- [Problem description]:
Set down unchanged the lines of the listing below, starting with the line containing "of the guardrail" and going on through the line containing "[[120, 24]]".

- [Excerpted records]:
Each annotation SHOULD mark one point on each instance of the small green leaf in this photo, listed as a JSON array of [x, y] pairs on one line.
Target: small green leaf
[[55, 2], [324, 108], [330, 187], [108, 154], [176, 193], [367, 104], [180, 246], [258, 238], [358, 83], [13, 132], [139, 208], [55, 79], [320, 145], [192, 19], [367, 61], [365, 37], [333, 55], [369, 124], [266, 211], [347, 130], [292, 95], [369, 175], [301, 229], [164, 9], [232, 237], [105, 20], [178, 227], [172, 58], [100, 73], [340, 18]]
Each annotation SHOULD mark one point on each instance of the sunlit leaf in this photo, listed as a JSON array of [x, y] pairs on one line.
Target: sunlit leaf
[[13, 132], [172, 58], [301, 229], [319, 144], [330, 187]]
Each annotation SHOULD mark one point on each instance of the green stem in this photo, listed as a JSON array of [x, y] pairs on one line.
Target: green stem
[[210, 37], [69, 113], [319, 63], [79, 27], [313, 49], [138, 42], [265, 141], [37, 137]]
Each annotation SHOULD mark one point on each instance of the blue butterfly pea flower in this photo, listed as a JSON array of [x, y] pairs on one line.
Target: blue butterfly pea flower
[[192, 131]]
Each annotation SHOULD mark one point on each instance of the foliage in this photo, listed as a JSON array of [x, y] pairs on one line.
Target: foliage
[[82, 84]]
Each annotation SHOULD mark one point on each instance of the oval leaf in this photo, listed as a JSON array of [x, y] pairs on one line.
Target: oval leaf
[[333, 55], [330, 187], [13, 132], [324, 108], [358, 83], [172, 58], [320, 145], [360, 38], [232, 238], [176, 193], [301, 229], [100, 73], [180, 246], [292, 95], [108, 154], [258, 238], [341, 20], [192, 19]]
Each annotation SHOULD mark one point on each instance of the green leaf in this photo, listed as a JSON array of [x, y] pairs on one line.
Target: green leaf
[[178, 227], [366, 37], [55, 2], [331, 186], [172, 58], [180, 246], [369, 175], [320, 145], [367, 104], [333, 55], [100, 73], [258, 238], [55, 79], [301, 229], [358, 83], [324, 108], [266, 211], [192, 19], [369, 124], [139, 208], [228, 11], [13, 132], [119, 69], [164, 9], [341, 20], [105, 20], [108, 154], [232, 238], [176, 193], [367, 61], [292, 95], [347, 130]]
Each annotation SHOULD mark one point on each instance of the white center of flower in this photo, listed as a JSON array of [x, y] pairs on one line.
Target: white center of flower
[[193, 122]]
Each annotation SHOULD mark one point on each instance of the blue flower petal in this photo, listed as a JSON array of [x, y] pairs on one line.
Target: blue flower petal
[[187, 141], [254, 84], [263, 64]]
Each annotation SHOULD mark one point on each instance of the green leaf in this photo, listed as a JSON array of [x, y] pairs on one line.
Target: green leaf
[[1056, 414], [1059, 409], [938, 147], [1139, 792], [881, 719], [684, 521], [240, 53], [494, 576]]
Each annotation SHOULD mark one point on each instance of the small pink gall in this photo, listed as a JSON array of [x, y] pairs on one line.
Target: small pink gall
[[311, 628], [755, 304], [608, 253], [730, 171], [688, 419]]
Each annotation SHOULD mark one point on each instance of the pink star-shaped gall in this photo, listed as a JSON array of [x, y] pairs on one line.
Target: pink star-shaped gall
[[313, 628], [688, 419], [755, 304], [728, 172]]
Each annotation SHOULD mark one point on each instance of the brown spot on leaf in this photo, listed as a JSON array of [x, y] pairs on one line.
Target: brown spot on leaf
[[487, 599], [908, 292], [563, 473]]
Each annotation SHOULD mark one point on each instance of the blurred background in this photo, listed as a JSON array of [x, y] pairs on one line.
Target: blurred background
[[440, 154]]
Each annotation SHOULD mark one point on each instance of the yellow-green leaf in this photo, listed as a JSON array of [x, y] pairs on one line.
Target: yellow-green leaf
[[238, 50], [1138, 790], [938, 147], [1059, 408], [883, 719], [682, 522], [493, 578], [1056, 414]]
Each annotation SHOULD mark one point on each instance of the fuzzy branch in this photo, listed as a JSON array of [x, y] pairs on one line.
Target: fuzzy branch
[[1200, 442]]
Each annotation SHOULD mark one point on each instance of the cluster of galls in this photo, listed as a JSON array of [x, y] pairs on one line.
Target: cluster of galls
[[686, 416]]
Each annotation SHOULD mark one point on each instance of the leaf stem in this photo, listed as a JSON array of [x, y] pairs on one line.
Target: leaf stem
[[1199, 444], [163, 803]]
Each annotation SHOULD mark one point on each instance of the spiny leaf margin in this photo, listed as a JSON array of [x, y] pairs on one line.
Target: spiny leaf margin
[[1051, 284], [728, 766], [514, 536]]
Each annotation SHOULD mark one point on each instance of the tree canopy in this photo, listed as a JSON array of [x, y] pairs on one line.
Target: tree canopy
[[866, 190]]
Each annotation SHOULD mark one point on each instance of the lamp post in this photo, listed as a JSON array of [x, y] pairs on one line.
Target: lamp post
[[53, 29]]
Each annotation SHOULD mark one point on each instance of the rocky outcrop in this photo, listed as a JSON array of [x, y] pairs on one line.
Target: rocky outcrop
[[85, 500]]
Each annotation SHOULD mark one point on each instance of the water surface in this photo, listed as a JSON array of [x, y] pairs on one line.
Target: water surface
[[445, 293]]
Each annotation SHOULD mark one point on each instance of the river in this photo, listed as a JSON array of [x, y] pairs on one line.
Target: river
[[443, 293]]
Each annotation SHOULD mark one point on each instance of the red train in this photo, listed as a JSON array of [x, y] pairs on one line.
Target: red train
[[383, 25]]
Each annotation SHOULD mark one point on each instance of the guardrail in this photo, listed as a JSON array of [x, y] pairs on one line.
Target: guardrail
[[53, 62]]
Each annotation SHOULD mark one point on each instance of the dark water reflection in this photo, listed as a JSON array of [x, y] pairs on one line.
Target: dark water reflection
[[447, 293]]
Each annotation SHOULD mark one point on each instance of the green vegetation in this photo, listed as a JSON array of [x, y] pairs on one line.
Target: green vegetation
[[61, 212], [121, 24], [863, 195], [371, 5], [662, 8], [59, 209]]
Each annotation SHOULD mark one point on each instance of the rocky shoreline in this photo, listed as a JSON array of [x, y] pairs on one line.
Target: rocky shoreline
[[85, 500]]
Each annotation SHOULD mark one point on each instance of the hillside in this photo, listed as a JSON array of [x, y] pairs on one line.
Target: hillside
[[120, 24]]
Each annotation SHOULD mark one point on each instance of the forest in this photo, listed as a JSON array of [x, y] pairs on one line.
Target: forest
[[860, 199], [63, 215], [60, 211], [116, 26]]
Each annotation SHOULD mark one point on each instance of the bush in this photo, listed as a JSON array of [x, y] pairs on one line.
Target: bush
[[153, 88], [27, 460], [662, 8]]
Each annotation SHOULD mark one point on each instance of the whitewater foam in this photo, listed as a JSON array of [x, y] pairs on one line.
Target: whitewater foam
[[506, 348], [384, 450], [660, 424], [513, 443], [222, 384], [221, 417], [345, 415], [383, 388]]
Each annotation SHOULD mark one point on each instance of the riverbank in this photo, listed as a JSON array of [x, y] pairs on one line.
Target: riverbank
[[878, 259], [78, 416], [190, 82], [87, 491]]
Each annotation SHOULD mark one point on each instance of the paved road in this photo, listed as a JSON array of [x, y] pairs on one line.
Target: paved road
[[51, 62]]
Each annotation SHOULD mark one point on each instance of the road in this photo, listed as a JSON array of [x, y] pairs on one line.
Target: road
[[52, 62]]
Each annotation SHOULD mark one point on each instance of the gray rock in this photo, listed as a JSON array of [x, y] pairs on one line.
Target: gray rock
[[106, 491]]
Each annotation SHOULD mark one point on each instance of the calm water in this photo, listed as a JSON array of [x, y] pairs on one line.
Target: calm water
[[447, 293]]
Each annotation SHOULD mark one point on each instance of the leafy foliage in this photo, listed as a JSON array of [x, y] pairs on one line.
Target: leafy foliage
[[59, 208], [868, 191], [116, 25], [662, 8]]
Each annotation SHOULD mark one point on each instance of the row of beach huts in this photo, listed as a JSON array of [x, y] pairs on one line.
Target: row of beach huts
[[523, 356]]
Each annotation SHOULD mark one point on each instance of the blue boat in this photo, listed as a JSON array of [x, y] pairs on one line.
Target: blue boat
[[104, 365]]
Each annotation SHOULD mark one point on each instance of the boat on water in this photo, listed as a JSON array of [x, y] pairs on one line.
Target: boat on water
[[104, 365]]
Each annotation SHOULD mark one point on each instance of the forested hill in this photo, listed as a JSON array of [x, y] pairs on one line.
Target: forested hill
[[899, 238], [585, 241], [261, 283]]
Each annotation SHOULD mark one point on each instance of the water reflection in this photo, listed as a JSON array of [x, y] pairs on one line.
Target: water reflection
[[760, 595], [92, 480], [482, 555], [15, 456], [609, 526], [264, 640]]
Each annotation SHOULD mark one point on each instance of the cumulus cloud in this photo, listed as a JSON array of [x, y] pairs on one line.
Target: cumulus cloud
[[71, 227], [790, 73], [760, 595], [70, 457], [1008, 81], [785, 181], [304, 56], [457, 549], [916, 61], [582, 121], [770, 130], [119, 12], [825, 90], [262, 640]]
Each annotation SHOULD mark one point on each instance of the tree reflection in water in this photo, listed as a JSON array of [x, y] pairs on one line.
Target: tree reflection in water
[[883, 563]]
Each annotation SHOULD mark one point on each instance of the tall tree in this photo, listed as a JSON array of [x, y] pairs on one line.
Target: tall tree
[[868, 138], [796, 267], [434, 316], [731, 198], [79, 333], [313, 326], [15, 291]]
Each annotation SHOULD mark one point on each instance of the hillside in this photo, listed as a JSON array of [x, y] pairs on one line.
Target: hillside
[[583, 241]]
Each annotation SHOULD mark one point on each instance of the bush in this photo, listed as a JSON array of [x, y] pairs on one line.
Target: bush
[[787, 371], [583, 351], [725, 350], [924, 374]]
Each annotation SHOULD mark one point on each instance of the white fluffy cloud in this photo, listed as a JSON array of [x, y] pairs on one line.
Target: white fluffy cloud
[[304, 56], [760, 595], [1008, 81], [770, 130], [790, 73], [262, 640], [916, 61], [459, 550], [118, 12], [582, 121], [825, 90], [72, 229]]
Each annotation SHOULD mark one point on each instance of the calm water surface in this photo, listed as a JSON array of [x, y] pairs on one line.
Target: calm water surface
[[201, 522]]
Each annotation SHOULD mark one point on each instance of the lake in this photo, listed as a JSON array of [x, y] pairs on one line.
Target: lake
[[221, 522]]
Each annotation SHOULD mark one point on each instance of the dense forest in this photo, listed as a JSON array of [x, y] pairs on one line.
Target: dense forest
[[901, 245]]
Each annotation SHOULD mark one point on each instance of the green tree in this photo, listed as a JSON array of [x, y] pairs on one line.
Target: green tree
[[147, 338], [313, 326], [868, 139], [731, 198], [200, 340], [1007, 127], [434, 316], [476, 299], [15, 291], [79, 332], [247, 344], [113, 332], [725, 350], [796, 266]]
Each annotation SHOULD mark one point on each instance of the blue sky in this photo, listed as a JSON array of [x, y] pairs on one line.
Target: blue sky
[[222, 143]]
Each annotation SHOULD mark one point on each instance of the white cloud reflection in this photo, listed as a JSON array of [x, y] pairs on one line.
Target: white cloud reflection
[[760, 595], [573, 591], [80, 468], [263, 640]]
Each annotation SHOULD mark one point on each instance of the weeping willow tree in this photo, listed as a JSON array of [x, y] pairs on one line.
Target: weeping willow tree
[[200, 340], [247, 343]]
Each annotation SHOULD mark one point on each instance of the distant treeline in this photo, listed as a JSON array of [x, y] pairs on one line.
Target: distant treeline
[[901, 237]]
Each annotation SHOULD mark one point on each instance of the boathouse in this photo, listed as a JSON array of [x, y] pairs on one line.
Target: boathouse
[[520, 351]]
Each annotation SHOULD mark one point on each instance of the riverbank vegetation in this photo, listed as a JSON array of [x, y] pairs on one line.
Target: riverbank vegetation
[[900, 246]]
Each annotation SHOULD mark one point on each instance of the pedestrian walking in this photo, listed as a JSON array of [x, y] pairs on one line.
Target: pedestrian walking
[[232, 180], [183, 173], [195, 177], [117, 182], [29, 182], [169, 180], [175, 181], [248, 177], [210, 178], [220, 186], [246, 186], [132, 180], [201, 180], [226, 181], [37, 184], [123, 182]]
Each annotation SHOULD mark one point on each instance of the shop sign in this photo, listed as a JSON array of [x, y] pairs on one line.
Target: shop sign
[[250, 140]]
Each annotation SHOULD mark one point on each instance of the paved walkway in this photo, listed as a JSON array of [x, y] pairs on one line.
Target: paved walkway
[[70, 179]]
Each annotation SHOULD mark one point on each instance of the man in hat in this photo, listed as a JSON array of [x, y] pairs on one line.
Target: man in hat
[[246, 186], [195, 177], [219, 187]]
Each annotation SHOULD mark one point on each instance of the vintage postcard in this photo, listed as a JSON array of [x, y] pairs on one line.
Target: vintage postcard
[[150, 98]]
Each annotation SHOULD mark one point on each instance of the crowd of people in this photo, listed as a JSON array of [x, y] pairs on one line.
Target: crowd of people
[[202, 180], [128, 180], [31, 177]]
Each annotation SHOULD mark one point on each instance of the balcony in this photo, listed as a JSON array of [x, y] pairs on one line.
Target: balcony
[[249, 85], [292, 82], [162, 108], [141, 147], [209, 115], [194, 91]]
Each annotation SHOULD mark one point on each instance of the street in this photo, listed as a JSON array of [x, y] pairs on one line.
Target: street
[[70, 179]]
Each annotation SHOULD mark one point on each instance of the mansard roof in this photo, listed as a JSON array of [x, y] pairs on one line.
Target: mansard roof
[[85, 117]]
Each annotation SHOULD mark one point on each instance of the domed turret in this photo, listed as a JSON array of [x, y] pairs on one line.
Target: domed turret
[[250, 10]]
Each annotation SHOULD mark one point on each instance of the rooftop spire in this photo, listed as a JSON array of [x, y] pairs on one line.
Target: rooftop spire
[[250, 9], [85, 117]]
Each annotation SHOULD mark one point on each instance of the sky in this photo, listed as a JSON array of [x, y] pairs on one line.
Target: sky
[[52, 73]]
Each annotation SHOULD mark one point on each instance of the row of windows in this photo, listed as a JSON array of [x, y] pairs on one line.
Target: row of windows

- [Result for this task]:
Each annotation SHOULD mark one point on each instance of the guardrail in this photo, listed as a JSON array of [x, y] pairs on one line.
Target: guardrail
[[53, 62]]
Each annotation SHOULD mark one point on each instance of the dark water reflection in this photo, listed as a JSON array of [x, y] pairs on one line.
Target: dark water reflection
[[447, 293]]
Each annotation SHOULD mark one point on each instance of the green vegetation in this photo, listed as a JSON array of [x, y] pairs on one line.
Target: green vegetation
[[61, 212], [121, 24], [863, 195], [371, 5], [662, 8], [59, 209]]
Each annotation SHOULD mark one point on each instance of the rocky shoreline in this photo, listed as a JSON array of [x, y] pairs on one line.
Target: rocky shoreline
[[85, 500]]
Each annotation SHOULD mark one point on each instance of the hillside in this photo, listed as a JSON array of [x, y] pairs on one line.
Target: hillside
[[120, 24]]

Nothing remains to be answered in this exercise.